WHAT THE EXERCISE ASKS → Reproduce all entries precisely, down to the last character.

─── DATA IN THIS EXERCISE ───

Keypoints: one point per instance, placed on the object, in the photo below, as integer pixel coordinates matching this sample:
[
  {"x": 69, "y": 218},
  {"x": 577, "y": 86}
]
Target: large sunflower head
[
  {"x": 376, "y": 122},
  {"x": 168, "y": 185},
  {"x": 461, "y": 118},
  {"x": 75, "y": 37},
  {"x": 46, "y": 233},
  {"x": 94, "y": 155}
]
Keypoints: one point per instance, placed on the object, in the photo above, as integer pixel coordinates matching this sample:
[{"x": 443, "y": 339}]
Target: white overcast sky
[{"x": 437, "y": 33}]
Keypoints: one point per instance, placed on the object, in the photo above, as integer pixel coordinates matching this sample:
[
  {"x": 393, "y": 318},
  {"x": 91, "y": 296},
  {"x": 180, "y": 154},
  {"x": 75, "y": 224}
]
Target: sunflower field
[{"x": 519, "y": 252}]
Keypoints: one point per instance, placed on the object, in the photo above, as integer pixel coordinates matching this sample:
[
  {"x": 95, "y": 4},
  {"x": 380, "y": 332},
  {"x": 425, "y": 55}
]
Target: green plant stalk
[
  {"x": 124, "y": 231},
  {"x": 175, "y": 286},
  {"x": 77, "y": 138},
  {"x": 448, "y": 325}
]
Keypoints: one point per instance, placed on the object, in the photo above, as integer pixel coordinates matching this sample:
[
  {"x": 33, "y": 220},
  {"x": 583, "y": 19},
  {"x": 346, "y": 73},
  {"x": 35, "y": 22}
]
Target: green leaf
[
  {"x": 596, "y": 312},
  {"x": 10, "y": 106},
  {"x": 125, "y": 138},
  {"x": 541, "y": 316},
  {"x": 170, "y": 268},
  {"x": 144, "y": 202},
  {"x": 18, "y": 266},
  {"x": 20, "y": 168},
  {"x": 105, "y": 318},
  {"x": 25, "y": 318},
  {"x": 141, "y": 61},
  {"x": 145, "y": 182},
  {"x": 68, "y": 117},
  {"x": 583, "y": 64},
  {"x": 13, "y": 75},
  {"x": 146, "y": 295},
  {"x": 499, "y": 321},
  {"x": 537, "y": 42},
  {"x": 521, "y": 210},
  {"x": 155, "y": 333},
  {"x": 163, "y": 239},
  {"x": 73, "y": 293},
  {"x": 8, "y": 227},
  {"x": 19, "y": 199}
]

───

EXPECTED OUTPUT →
Keypoints: one point per instance, placed on the object, in the photo below, as integer pixel coordinates matching this sample:
[
  {"x": 69, "y": 218},
  {"x": 577, "y": 86}
]
Target: large sunflower head
[
  {"x": 376, "y": 122},
  {"x": 168, "y": 185},
  {"x": 461, "y": 118},
  {"x": 75, "y": 37},
  {"x": 46, "y": 233},
  {"x": 94, "y": 155}
]
Keypoints: one point per instance, placed on the object, in the photo above, as integer pixel coordinates matching this sample:
[{"x": 443, "y": 339}]
Target: white overcast sky
[{"x": 437, "y": 33}]
Keypoints: one point per instance, placed on the object, in the photo above, as integer pixel coordinates matching this sample:
[
  {"x": 393, "y": 318},
  {"x": 91, "y": 296},
  {"x": 180, "y": 154},
  {"x": 75, "y": 224}
]
Target: sunflower field
[{"x": 519, "y": 252}]
Keypoints: one point per instance, placed on the object, in the photo above, as integer pixel coordinates matching this sample:
[
  {"x": 95, "y": 4},
  {"x": 380, "y": 332},
  {"x": 425, "y": 55}
]
Target: green plant stalk
[
  {"x": 124, "y": 231},
  {"x": 175, "y": 286},
  {"x": 77, "y": 138},
  {"x": 448, "y": 325}
]
Keypoints: one point per instance, placed on the object, in the photo above, as integer pixel coordinates matching this sample:
[
  {"x": 33, "y": 220},
  {"x": 583, "y": 19},
  {"x": 346, "y": 73},
  {"x": 35, "y": 22}
]
Target: green leaf
[
  {"x": 596, "y": 312},
  {"x": 10, "y": 106},
  {"x": 125, "y": 138},
  {"x": 541, "y": 316},
  {"x": 170, "y": 268},
  {"x": 144, "y": 202},
  {"x": 18, "y": 266},
  {"x": 20, "y": 168},
  {"x": 105, "y": 318},
  {"x": 25, "y": 318},
  {"x": 141, "y": 61},
  {"x": 145, "y": 182},
  {"x": 68, "y": 117},
  {"x": 583, "y": 64},
  {"x": 13, "y": 75},
  {"x": 146, "y": 295},
  {"x": 499, "y": 321},
  {"x": 537, "y": 42},
  {"x": 521, "y": 210},
  {"x": 155, "y": 333},
  {"x": 163, "y": 239},
  {"x": 73, "y": 293},
  {"x": 8, "y": 227},
  {"x": 19, "y": 199}
]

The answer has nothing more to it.